(Items from a data source)
__________________________________________________
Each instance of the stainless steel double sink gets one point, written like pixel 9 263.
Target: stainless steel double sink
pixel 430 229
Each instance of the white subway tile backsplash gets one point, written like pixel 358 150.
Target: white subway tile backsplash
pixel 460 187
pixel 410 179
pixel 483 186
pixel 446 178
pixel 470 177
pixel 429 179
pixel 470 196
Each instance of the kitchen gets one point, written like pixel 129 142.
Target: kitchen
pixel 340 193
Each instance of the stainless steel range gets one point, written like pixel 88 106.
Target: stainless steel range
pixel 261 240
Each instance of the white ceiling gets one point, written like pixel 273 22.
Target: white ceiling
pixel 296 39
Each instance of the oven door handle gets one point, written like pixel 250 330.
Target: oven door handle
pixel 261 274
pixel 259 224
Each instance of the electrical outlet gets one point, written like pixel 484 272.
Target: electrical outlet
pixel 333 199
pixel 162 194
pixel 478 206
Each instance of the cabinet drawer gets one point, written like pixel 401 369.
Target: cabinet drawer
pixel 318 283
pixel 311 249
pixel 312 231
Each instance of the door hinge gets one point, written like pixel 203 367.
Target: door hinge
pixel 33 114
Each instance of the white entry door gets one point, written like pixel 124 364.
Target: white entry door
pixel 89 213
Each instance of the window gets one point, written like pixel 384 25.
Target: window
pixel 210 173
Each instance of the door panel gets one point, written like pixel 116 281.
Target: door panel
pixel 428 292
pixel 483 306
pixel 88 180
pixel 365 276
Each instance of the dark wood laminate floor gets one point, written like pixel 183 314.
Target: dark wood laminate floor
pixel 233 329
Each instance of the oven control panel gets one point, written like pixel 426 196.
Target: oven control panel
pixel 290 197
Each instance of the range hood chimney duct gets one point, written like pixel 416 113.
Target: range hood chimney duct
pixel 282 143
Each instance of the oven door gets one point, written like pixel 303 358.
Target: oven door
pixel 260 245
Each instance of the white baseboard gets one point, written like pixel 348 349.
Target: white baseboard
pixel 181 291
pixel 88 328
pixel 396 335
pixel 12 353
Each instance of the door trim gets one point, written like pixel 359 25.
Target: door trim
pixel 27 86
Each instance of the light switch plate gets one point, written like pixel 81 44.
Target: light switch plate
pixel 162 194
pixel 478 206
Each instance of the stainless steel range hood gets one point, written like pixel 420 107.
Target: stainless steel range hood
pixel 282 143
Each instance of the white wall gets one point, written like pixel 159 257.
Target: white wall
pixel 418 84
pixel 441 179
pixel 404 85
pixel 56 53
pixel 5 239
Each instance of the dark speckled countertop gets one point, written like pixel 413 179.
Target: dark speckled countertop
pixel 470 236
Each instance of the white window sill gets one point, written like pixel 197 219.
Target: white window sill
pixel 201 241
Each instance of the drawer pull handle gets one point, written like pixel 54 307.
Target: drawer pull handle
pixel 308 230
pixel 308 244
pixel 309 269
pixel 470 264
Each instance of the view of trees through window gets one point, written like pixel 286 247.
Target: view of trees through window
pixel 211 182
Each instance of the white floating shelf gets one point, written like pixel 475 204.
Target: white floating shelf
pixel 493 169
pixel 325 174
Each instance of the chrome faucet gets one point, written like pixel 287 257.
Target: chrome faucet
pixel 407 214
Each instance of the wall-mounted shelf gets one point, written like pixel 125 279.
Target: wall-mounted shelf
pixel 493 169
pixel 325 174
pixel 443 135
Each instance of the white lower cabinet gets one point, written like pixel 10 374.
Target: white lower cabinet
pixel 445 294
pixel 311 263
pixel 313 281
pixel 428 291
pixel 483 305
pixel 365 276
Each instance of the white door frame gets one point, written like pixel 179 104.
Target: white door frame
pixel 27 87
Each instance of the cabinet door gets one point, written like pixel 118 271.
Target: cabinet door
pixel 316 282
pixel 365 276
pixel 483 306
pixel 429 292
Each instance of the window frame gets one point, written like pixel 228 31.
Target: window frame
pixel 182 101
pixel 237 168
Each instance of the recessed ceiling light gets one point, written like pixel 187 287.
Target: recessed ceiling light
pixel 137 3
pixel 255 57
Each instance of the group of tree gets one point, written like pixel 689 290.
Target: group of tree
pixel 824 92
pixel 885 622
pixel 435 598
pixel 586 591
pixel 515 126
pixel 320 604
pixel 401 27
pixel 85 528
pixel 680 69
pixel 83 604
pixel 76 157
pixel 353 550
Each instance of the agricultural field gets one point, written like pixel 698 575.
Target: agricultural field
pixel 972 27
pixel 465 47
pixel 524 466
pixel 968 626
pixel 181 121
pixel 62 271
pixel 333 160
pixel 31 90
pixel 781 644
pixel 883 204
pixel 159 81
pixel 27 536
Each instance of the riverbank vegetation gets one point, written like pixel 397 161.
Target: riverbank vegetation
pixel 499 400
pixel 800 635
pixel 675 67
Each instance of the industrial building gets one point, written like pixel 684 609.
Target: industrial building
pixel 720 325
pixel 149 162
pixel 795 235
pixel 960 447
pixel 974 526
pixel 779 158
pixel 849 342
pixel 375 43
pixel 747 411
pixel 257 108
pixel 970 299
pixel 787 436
__________________________________________________
Task details -
Repeat the lines of the records above, from the first line through the line containing "pixel 470 196", with both of those lines included.

Exercise solution -
Each instance of the stainless steel double sink gets one point, written like pixel 9 263.
Target: stainless steel double sink
pixel 430 229
Each instance of the white subway tile backsplash gets one point, written like pixel 358 150.
Target: white subway tile backsplash
pixel 460 187
pixel 410 179
pixel 483 186
pixel 446 178
pixel 470 177
pixel 429 179
pixel 470 196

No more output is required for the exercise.